--- Do this ---
Starting at the line containing "Guideline: the keypoint for each instance of the dark" and ending at the last line of the data, rewrite every line. Keep the text lines unchanged, but multiply each point coordinate by 1.15 and round it to a whole number, with halves rounded up.
-- Start of Data supplied --
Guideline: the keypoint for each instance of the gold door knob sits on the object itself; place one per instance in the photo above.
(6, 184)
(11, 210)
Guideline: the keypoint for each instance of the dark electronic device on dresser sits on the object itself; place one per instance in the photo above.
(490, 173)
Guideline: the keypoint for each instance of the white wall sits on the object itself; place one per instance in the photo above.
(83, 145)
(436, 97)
-- End of Data supplied --
--- Expected output ---
Guideline: the keypoint for each instance of the dark electronic device on dresser sits on the object itself; place one per instance in the photo above.
(564, 199)
Guideline: the keypoint for each instance of the white wall sits on the object itself; place one per instance in the photo above.
(95, 167)
(501, 112)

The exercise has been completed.